§ Exercise aim:
Switch "positive clicks" to "foreground clicks" in the rows below, changing nothing else: begin at the line that has "352L631 356L640 375L654" and continue through the end of the rows. Leave the pictures out of your answer.

Data supplied START

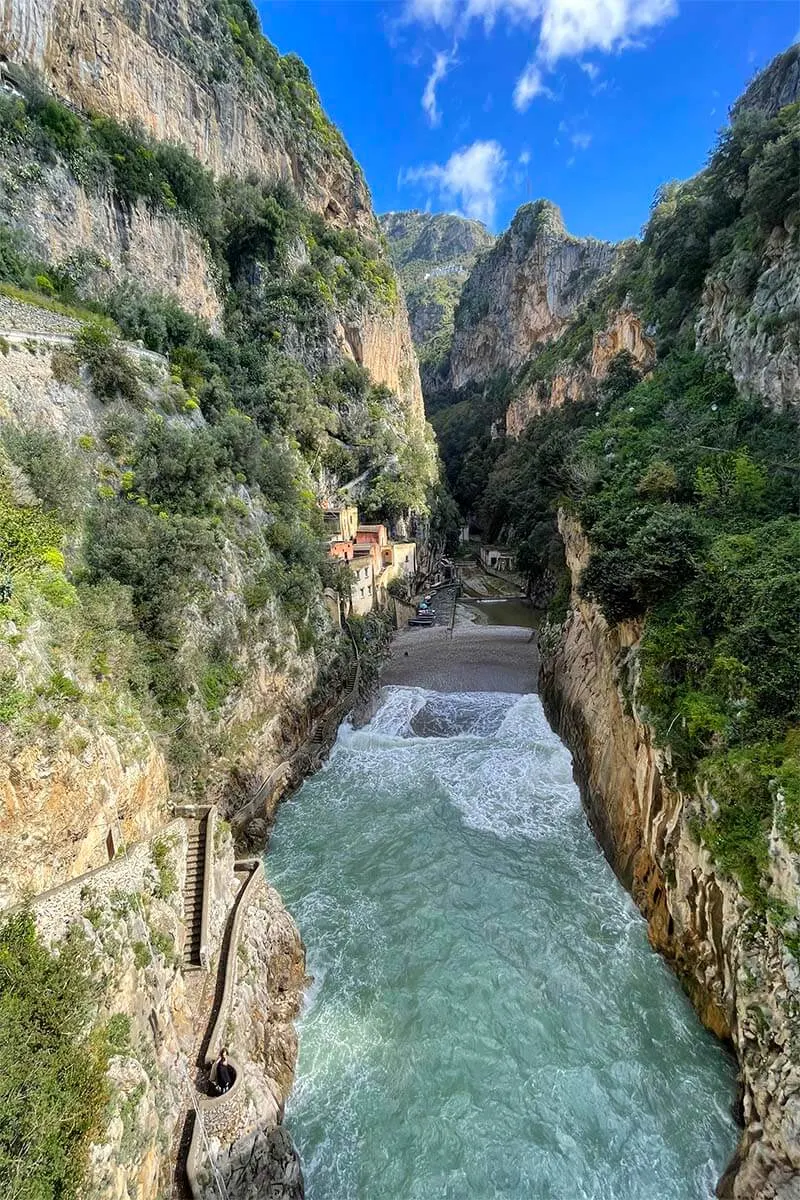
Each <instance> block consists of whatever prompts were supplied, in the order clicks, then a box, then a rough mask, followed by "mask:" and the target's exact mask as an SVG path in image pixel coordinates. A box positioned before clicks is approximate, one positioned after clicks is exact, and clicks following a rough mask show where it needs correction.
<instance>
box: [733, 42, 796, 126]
mask: <svg viewBox="0 0 800 1200" xmlns="http://www.w3.org/2000/svg"><path fill="white" fill-rule="evenodd" d="M799 100H800V44H798V43H795V44H794V46H790V47H789V48H788V50H784V52H783V54H778V55H777V56H776V58H774V59H772V61H771V62H770V65H769V66H768V67H766V70H765V71H762V72H759V74H757V76H756V78H754V79H753V82H752V83H751V84H750V86H748V88H747V89H746V90H745V92H744V94H742V95H741V96H740V97H739V100H738V101H736V103H735V104H734V106H733V108H732V109H730V115H732V116H739V114H740V113H745V112H748V110H751V112H752V110H753V109H756V110H758V112H760V113H764V114H765V115H766V116H775V114H776V113H778V112H780V109H781V108H783V106H784V104H795V103H796V102H798V101H799Z"/></svg>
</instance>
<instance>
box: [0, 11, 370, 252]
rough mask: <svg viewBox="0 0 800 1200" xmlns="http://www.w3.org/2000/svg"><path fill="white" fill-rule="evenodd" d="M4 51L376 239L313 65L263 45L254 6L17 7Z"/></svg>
mask: <svg viewBox="0 0 800 1200" xmlns="http://www.w3.org/2000/svg"><path fill="white" fill-rule="evenodd" d="M0 50H1V52H2V54H4V55H5V58H6V59H8V60H10V61H11V62H12V64H22V65H24V66H25V67H29V68H34V70H35V71H37V72H40V74H41V76H42V77H43V78H44V79H46V80H47V83H48V84H50V85H52V86H53V89H54V91H55V94H56V95H58V96H60V97H62V98H64V100H67V101H70V102H71V103H73V104H74V106H76V107H77V108H78V109H82V110H94V112H97V113H102V114H104V115H107V116H112V118H115V119H116V120H120V121H134V122H139V124H140V125H142V127H143V128H145V130H148V131H149V132H151V133H152V134H154V136H155V137H157V138H158V139H161V140H167V142H180V143H182V144H184V145H186V148H187V149H188V150H190V151H191V152H192V154H193V155H196V157H198V158H199V160H200V161H201V162H204V163H206V164H207V166H209V167H211V169H212V170H213V172H215V173H216V174H228V173H234V174H239V175H245V174H247V173H248V172H253V173H255V174H258V175H260V176H264V178H267V179H271V180H276V181H277V180H283V181H288V182H291V184H293V185H294V186H295V187H296V188H297V191H299V193H300V196H301V197H302V199H303V203H306V204H307V205H308V206H309V208H313V209H314V210H315V211H319V212H321V214H324V215H326V216H327V217H329V218H331V220H333V221H336V222H338V223H341V224H347V226H355V227H359V228H362V229H363V230H366V232H371V233H374V232H375V222H374V217H373V215H372V210H371V204H369V193H368V191H367V186H366V184H365V181H363V176H362V174H361V170H360V168H359V167H357V164H356V163H355V161H354V158H353V156H351V155H350V152H349V150H348V149H347V146H345V144H344V142H343V139H342V137H341V134H339V133H338V131H337V130H336V128H335V127H333V126H332V125H331V124H330V122H329V120H327V118H326V116H325V114H324V113H323V110H321V107H320V104H319V98H318V96H317V94H315V91H314V89H313V84H312V83H311V79H309V76H308V72H307V70H306V67H305V66H303V64H302V62H301V61H300V60H299V59H297V58H295V56H294V55H288V56H287V58H283V59H282V58H281V55H278V53H277V52H276V50H275V48H273V47H270V46H269V43H264V42H263V40H261V37H260V29H259V23H258V17H257V14H255V10H254V8H253V7H252V6H251V5H249V4H248V2H247V0H213V2H211V4H206V5H203V6H197V5H186V4H182V2H181V0H166V2H163V4H162V2H160V4H151V2H145V4H136V5H131V4H126V2H124V0H113V2H112V4H100V2H98V0H90V2H89V4H82V5H80V6H78V7H76V6H74V5H73V4H71V2H70V0H56V2H54V4H46V2H42V0H12V2H11V4H10V5H7V6H6V13H5V20H4V25H2V30H1V31H0Z"/></svg>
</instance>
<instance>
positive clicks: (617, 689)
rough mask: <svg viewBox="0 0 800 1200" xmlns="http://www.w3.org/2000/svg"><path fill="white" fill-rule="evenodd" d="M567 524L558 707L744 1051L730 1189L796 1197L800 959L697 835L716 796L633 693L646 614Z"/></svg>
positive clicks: (580, 535)
mask: <svg viewBox="0 0 800 1200" xmlns="http://www.w3.org/2000/svg"><path fill="white" fill-rule="evenodd" d="M560 530H561V535H563V538H564V541H565V547H566V557H567V566H569V569H570V575H571V580H572V593H571V600H570V608H569V612H567V616H566V619H565V622H564V623H563V625H561V626H560V628H558V630H553V631H552V632H551V635H548V636H546V637H545V638H543V644H542V672H541V677H540V684H541V691H542V697H543V700H545V706H546V709H547V712H548V714H549V716H551V719H552V720H553V722H554V725H555V727H557V730H558V731H559V732H560V733H561V736H563V737H564V738H565V740H566V743H567V745H569V746H570V749H571V750H572V754H573V758H575V772H576V778H577V780H578V782H579V785H581V788H582V793H583V799H584V804H585V808H587V812H588V816H589V822H590V824H591V827H593V829H594V832H595V834H596V836H597V839H599V841H600V842H601V845H602V846H603V848H604V851H606V853H607V856H608V858H609V860H610V863H612V865H613V866H614V870H615V871H616V872H618V875H619V877H620V878H621V881H622V882H624V883H625V886H626V887H627V888H628V889H630V890H631V894H632V895H633V899H634V900H636V902H637V904H638V906H639V908H640V910H642V912H643V913H644V916H645V917H646V918H648V923H649V930H650V940H651V942H652V944H654V947H655V948H656V949H657V950H660V952H661V953H663V954H666V955H667V958H668V959H669V960H670V961H672V962H673V964H674V966H675V970H676V971H678V973H679V976H680V978H681V980H682V983H684V985H685V988H686V991H687V992H688V995H690V996H691V998H692V1001H693V1003H694V1007H696V1008H697V1010H698V1013H699V1015H700V1018H702V1020H703V1021H704V1024H705V1025H708V1027H709V1028H710V1030H712V1031H714V1032H715V1033H717V1034H718V1036H720V1037H723V1038H729V1039H730V1042H732V1044H733V1048H734V1050H735V1054H736V1057H738V1060H739V1064H740V1069H741V1078H742V1085H744V1120H745V1130H744V1134H742V1138H741V1142H740V1146H739V1150H738V1153H736V1158H735V1160H734V1163H733V1164H732V1168H730V1169H729V1171H728V1172H726V1176H724V1177H723V1181H722V1182H721V1184H720V1192H718V1194H720V1195H721V1196H726V1198H728V1200H793V1198H795V1196H796V1194H798V1192H796V1187H798V1178H799V1177H800V1175H799V1172H800V1147H799V1144H798V1139H796V1129H798V1121H799V1120H800V1100H799V1099H798V1094H799V1093H800V1064H799V1063H798V1056H796V1046H798V1037H799V1034H800V1025H799V1022H798V990H799V985H800V973H799V971H798V965H796V961H795V959H794V958H793V956H792V954H790V953H789V952H788V949H787V948H786V946H784V943H783V941H782V938H781V936H780V934H778V931H777V929H776V928H775V926H774V925H772V924H771V922H770V920H769V919H765V917H764V914H760V913H758V912H757V911H754V910H753V908H752V907H751V906H750V905H748V904H747V901H746V900H745V899H744V898H742V895H741V893H740V890H739V888H738V887H736V884H735V883H734V882H733V881H732V880H730V878H728V877H726V876H724V875H723V874H722V872H721V871H720V869H718V866H716V865H715V863H714V860H712V858H711V856H710V854H709V852H708V850H705V848H704V847H703V846H702V845H700V844H698V841H697V838H696V836H694V835H693V833H692V823H693V821H696V820H697V814H698V812H699V811H700V810H702V806H703V803H704V799H703V798H702V797H699V796H693V794H691V793H684V792H681V791H679V790H678V788H676V787H674V786H673V785H670V784H669V779H670V776H672V764H670V761H669V751H668V750H663V749H658V748H657V746H656V745H655V743H654V734H652V731H651V728H650V727H649V726H648V724H646V721H645V720H644V718H643V716H642V715H640V714H639V713H637V710H636V702H633V707H631V703H630V700H627V701H626V698H625V695H624V692H625V694H626V695H628V696H630V694H631V690H633V695H634V690H636V678H637V674H638V643H639V637H640V632H642V629H640V623H638V622H625V623H621V624H619V625H616V626H609V625H608V623H607V622H606V620H604V618H603V616H602V613H601V612H600V610H599V608H597V607H596V606H595V605H594V604H590V602H588V601H585V600H581V598H579V596H578V593H577V583H578V581H579V577H581V572H582V571H583V570H584V568H585V565H587V563H588V559H589V542H588V540H587V538H585V536H584V534H583V532H582V529H581V528H579V526H577V523H576V522H575V521H573V520H571V518H569V517H566V516H565V515H561V517H560ZM770 854H771V858H772V876H771V877H772V890H774V899H775V902H776V904H777V902H780V904H786V905H789V906H790V907H792V908H793V910H796V906H798V901H799V899H800V892H799V890H798V876H796V865H794V866H793V863H794V864H796V858H795V857H793V854H792V852H790V850H789V847H788V846H787V845H786V844H784V842H783V841H782V839H781V836H780V834H778V833H777V832H776V830H775V829H774V832H772V838H771V842H770Z"/></svg>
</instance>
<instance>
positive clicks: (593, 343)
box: [591, 308, 656, 379]
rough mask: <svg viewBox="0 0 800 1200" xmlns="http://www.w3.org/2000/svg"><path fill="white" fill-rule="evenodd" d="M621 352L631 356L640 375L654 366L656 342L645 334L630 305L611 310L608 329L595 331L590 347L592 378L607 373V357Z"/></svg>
mask: <svg viewBox="0 0 800 1200" xmlns="http://www.w3.org/2000/svg"><path fill="white" fill-rule="evenodd" d="M622 352H626V353H627V354H630V355H631V358H632V359H633V362H634V364H636V366H637V367H638V368H639V370H640V371H642V373H643V374H646V372H648V371H651V370H652V367H654V366H655V361H656V347H655V342H654V341H652V338H651V337H648V335H646V334H645V332H644V330H643V328H642V322H640V320H639V318H638V317H637V316H636V313H634V312H631V310H630V308H620V310H619V312H615V313H614V318H613V320H612V322H610V324H609V326H608V329H604V330H601V331H600V332H597V334H595V336H594V341H593V346H591V376H593V378H594V379H603V378H604V377H606V374H607V373H608V365H609V362H610V360H612V359H613V358H614V356H615V355H616V354H621V353H622Z"/></svg>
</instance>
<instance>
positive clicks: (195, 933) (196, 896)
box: [184, 816, 209, 968]
mask: <svg viewBox="0 0 800 1200" xmlns="http://www.w3.org/2000/svg"><path fill="white" fill-rule="evenodd" d="M186 826H187V833H188V846H187V850H186V883H185V884H184V919H185V922H186V943H185V946H184V966H185V967H198V968H199V967H201V966H203V964H201V961H200V946H201V932H203V882H204V878H205V841H206V836H207V827H209V818H207V816H204V817H200V818H199V820H197V818H193V820H190V821H187V822H186Z"/></svg>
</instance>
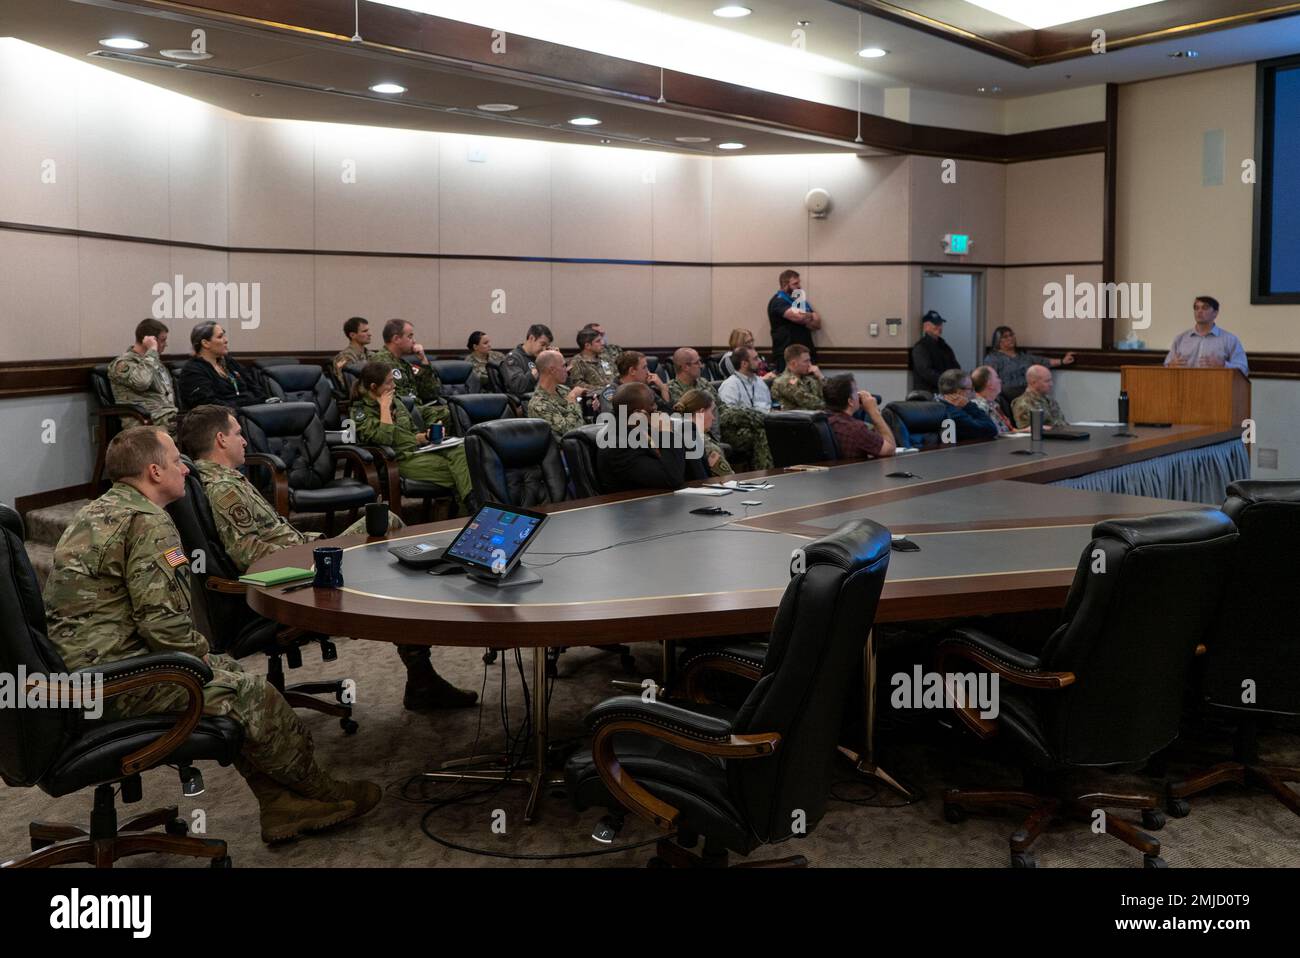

Data supplied END

§ Task output:
rough mask: <svg viewBox="0 0 800 1200" xmlns="http://www.w3.org/2000/svg"><path fill="white" fill-rule="evenodd" d="M621 352L631 356L640 375L654 366L656 342L645 334L630 305L611 310L608 329L595 331L590 347L592 378L607 373V357Z"/></svg>
mask: <svg viewBox="0 0 800 1200" xmlns="http://www.w3.org/2000/svg"><path fill="white" fill-rule="evenodd" d="M622 352H626V353H627V354H630V355H631V358H632V359H633V362H634V364H636V366H637V367H638V368H639V370H640V371H642V373H643V374H646V372H648V371H651V370H652V367H654V366H655V361H656V347H655V342H654V341H652V338H651V337H648V335H646V334H645V332H644V330H643V328H642V322H640V320H639V318H638V317H637V316H636V313H634V312H631V310H630V308H620V310H619V312H615V313H614V318H613V320H612V322H610V324H609V326H608V329H604V330H601V331H600V332H597V334H595V336H594V341H593V346H591V376H593V378H594V379H603V378H604V377H606V374H607V373H608V365H609V362H610V360H612V359H613V358H614V356H615V355H616V354H621V353H622Z"/></svg>
</instance>
<instance>
foreground clicks: (195, 933) (196, 896)
box: [184, 816, 209, 968]
mask: <svg viewBox="0 0 800 1200" xmlns="http://www.w3.org/2000/svg"><path fill="white" fill-rule="evenodd" d="M186 826H187V833H188V846H187V850H186V883H185V884H184V919H185V922H186V943H185V946H184V966H185V967H198V968H199V967H201V966H203V964H201V961H200V946H201V932H203V882H204V878H205V841H206V836H207V827H209V818H207V816H204V817H200V818H199V820H197V818H193V820H190V821H187V822H186Z"/></svg>
</instance>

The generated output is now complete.